● **WHAT THIS TASK INVOLVES**:
The data must be returned in full, with no character altered.
---+---
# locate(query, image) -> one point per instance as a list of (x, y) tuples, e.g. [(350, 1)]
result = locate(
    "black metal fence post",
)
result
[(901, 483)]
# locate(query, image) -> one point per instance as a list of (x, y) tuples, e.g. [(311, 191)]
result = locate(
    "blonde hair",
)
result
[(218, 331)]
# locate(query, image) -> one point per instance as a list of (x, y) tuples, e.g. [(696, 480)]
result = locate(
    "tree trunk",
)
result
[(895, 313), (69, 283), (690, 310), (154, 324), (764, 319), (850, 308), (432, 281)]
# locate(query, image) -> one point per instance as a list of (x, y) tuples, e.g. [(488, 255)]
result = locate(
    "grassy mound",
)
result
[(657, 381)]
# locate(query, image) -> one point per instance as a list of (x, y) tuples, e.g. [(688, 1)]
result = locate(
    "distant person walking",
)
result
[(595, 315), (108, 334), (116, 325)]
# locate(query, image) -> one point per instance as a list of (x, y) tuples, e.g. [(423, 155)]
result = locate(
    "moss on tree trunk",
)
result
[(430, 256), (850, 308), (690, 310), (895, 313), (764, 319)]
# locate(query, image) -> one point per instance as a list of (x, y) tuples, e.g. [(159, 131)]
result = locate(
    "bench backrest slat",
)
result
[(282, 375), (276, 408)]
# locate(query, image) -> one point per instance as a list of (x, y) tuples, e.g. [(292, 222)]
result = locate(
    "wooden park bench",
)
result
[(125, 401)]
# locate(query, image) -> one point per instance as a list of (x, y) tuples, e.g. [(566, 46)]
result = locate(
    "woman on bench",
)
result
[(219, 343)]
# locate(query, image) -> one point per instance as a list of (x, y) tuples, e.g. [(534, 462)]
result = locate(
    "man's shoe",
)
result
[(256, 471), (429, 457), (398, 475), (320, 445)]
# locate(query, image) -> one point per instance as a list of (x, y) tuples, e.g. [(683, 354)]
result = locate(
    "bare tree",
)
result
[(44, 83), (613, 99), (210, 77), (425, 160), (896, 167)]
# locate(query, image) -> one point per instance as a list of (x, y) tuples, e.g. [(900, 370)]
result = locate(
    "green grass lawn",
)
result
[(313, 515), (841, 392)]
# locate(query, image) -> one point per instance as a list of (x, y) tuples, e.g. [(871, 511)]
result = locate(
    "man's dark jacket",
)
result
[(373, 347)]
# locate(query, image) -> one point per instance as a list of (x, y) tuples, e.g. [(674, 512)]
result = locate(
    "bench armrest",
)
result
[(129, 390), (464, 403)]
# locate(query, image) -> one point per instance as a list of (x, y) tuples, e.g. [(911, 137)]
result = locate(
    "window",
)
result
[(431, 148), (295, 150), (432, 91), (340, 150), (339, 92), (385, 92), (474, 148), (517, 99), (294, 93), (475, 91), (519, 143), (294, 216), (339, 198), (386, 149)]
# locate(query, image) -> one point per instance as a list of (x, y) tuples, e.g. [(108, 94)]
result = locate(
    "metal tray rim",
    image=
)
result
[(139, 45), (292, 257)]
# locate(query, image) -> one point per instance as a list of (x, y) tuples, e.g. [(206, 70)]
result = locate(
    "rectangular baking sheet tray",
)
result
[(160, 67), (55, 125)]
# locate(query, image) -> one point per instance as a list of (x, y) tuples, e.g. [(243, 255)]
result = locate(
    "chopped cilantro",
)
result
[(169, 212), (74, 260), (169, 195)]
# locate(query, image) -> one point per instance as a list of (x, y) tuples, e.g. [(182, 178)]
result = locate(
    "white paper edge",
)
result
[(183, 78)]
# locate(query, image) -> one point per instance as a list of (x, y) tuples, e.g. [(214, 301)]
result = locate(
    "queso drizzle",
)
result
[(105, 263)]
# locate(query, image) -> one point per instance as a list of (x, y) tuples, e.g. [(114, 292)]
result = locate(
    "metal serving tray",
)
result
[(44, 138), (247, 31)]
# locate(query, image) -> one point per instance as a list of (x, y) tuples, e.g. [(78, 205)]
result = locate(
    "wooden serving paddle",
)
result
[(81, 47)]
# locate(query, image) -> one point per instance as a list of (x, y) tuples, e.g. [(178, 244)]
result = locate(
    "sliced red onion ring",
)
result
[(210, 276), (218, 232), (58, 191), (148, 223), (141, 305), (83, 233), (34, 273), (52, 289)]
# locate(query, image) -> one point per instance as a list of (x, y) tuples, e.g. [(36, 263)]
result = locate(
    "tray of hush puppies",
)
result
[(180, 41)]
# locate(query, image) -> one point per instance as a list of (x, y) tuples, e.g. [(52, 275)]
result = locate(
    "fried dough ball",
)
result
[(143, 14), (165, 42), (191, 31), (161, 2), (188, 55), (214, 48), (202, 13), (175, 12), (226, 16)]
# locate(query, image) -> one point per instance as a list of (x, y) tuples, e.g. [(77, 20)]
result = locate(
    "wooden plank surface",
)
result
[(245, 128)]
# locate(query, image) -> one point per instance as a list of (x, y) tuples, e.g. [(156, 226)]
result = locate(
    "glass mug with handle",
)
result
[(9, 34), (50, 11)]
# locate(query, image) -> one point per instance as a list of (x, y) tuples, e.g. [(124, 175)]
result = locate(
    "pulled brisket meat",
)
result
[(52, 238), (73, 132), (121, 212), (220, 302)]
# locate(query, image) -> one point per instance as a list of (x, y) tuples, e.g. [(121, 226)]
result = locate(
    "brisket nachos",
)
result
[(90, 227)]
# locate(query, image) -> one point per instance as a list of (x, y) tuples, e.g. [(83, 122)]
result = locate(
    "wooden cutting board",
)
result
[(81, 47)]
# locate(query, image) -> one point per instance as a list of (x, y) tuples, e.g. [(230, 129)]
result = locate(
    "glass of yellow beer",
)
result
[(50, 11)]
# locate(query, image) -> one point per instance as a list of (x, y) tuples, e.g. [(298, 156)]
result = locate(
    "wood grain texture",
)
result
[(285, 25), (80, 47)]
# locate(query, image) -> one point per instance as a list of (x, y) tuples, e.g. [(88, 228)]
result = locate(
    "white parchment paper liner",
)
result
---+---
● **TASK OUTPUT**:
# locate(query, image) -> one point per instance as a list of (x, y) tuples, e.g. [(350, 1)]
result = locate(
    "black metal fence post",
)
result
[(901, 483)]
# locate(query, image) -> one point per instance as a list of (x, y) tuples, e.g. [(311, 191)]
result = locate(
    "blonde hair",
)
result
[(218, 331)]
# locate(query, image) -> one point per instance as a list of (x, y) tuples, e.g. [(696, 480)]
result = locate(
    "tree trunk",
)
result
[(895, 313), (69, 283), (690, 310), (154, 324), (764, 319), (850, 308), (432, 281)]
# locate(query, image) -> one point per instance as a list of (x, y) tuples, e.g. [(488, 255)]
result = locate(
    "grassy mound",
)
result
[(657, 381)]
# locate(query, image) -> one point per instance as a list of (x, y) tuples, e.g. [(688, 1)]
result = locate(
    "distant person walking",
)
result
[(595, 315), (108, 334), (116, 325)]
# locate(query, image) -> one point per instance as a list of (x, y) tuples, e.g. [(423, 155)]
result = locate(
    "moss on tree trunk",
)
result
[(430, 256), (850, 308), (690, 310), (895, 313), (764, 319)]
# locate(query, image) -> one point per instance as a list of (x, y) tuples, e.g. [(159, 131)]
result = locate(
    "bench backrest slat",
)
result
[(282, 375), (276, 408)]
# locate(query, image) -> one point per instance as a list of (x, y) tuples, e.g. [(292, 222)]
result = locate(
    "wooden park bench",
)
result
[(125, 401)]
# locate(query, image) -> one point per instance as a list of (x, y) tuples, e.g. [(566, 46)]
result = locate(
    "woman on bench",
)
result
[(219, 343)]
# locate(query, image) -> one point per instance as a list of (x, y) tuples, e.g. [(534, 462)]
result = locate(
    "man's shoe",
)
result
[(256, 471), (429, 457), (398, 475), (320, 445)]
# locate(query, image) -> one point per instance as a list of (x, y) tuples, e.g. [(683, 354)]
result = locate(
    "bare tree",
)
result
[(44, 83), (613, 99), (210, 77), (425, 160), (896, 167)]
# locate(query, image) -> one point per instance as a list of (x, y) tuples, e.g. [(900, 370)]
result = locate(
    "green grass lawn",
)
result
[(313, 515), (841, 392)]
# locate(query, image) -> one point per instance as a list of (x, y) tuples, e.g. [(871, 511)]
result = locate(
    "man's dark jacket",
)
result
[(373, 347)]
# locate(query, image) -> one point per instance as a list of (x, y) tuples, e.g. [(674, 512)]
result = locate(
    "bench armrest",
)
result
[(129, 390), (464, 403)]
# locate(query, image) -> one point per instance as a list of (x, y) tuples, e.g. [(911, 137)]
result = locate(
    "window",
)
result
[(431, 148), (295, 150), (432, 91), (340, 150), (339, 92), (385, 92), (474, 148), (517, 99), (294, 93), (475, 91), (519, 143), (294, 216), (339, 198), (386, 149)]
# locate(query, image) -> one point per instance as a list of (x, y) tuples, e.g. [(108, 94)]
result = locate(
    "metal tray rim",
    image=
)
result
[(139, 45), (292, 257)]
# locate(query, image) -> one point per instance as a list of (x, y) tuples, e.g. [(206, 70)]
result = locate(
    "rectangular baking sheet tray",
)
result
[(160, 67), (55, 125)]
# locate(query, image) -> one point per instance as a list of (x, y) tuples, e.g. [(243, 255)]
result = locate(
    "chopped cilantro",
)
result
[(169, 212), (74, 260), (169, 195)]
# locate(query, image) -> one point per instance as a list of (x, y) tuples, e.g. [(182, 178)]
result = locate(
    "white paper edge",
)
result
[(183, 78)]
# locate(query, image) -> one point per instance as a list of (x, y) tuples, e.g. [(214, 301)]
result = locate(
    "queso drizzle",
)
result
[(105, 263)]
# locate(query, image) -> one point per instance as a list of (x, y) tuples, e.g. [(114, 292)]
result = locate(
    "metal serving tray",
)
result
[(44, 138), (247, 31)]
# locate(query, image) -> one point per instance as a list of (x, y) tuples, e.g. [(78, 205)]
result = locate(
    "wooden serving paddle",
)
result
[(81, 47)]
# locate(query, image) -> one point per instance as a list of (x, y) tuples, e.g. [(178, 244)]
result = locate(
    "sliced red onion ring",
)
result
[(210, 276), (218, 232), (58, 191), (148, 223), (141, 305), (83, 233), (34, 273), (52, 289)]
# locate(query, image) -> one point per instance as a list of (x, y) tuples, e.g. [(36, 263)]
result = locate(
    "tray of hush puppies",
)
result
[(180, 41)]
# locate(query, image) -> one point per instance as a list of (x, y) tuples, e.g. [(52, 275)]
result = locate(
    "fried dough ball",
)
result
[(143, 14), (165, 42), (191, 31), (161, 2), (188, 55), (214, 48), (202, 13), (175, 12), (226, 16)]
# locate(query, image) -> one point per instance as a list of (x, y) tuples, e.g. [(77, 20)]
result = locate(
    "wooden plank surface",
)
result
[(245, 128)]
# locate(query, image) -> one point per instance as a list of (x, y) tuples, e.g. [(156, 226)]
result = locate(
    "glass mug with handle",
)
result
[(9, 34), (50, 11)]
# locate(query, image) -> one point per instance as a list of (x, y) tuples, e.g. [(124, 175)]
result = locate(
    "pulled brisket meat",
)
result
[(52, 238), (73, 132), (121, 212), (220, 302)]
# locate(query, image) -> one point per instance as a list of (x, y) tuples, e.g. [(121, 226)]
result = locate(
    "brisket nachos",
)
result
[(90, 227)]
# locate(query, image) -> one point per instance as a list of (x, y) tuples, e.g. [(83, 122)]
result = locate(
    "wooden cutting board",
)
result
[(81, 47)]
# locate(query, image) -> one point per instance as a list of (x, y) tuples, e.g. [(230, 129)]
result = locate(
    "glass of yellow beer",
)
result
[(50, 11)]
# locate(query, image) -> one point per instance as a list of (x, y) tuples, e.g. [(298, 156)]
result = locate(
    "wood grain texture",
)
result
[(285, 25), (80, 47)]
# locate(query, image) -> one point per instance as a list of (x, y) tuples, e.g. [(88, 228)]
result = locate(
    "white parchment paper liner",
)
result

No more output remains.